* [Goal of the exercise]: Scan the records for the line containing "[locate] the sea"; extract it and all later lines, verbatim, through the end, and nothing before it.

* [Records]:

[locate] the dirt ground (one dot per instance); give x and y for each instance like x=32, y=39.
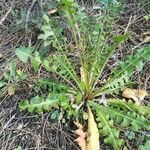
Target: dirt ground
x=36, y=132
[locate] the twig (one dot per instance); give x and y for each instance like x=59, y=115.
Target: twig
x=129, y=23
x=7, y=123
x=5, y=16
x=28, y=14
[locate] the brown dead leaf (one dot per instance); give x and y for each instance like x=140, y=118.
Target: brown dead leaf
x=1, y=55
x=11, y=90
x=82, y=73
x=52, y=11
x=93, y=133
x=81, y=140
x=146, y=39
x=137, y=95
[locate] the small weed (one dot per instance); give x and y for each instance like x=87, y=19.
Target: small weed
x=81, y=47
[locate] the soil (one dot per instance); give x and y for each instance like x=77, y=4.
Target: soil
x=20, y=129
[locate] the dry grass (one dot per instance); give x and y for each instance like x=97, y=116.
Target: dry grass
x=37, y=132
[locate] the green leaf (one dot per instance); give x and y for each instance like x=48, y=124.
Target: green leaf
x=24, y=53
x=12, y=68
x=106, y=127
x=36, y=61
x=2, y=84
x=38, y=104
x=54, y=115
x=146, y=146
x=121, y=38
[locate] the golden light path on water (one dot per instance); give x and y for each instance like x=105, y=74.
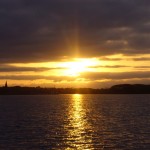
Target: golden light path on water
x=79, y=133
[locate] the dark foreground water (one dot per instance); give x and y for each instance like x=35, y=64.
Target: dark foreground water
x=63, y=122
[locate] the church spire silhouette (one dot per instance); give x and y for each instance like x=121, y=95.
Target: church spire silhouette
x=6, y=85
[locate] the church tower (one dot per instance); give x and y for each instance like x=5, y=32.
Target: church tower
x=6, y=85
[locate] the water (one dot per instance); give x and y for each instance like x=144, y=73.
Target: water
x=63, y=122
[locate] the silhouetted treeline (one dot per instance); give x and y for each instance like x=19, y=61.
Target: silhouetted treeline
x=116, y=89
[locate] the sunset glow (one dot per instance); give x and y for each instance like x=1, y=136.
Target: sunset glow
x=78, y=66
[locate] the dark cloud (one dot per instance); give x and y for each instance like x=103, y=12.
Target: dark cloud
x=91, y=76
x=35, y=30
x=108, y=66
x=142, y=59
x=8, y=68
x=116, y=75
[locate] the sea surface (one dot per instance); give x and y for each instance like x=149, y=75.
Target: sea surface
x=75, y=122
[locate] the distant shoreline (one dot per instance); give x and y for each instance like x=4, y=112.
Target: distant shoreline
x=116, y=89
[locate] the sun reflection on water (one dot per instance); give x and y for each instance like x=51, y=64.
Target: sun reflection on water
x=79, y=132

* [Answer area]:
[locate] the sea surface (one dot per instance); give x and y for each instance like x=149, y=75.
Target: sea surface
x=75, y=122
[locate] the distant shoreline (one dot per instance); give x and y for each instance like x=4, y=112.
Target: distant shoreline
x=116, y=89
[locate] the sun reflection on water (one dot per instance); give x and y for each instance like x=51, y=64.
Target: sun reflection on water
x=79, y=132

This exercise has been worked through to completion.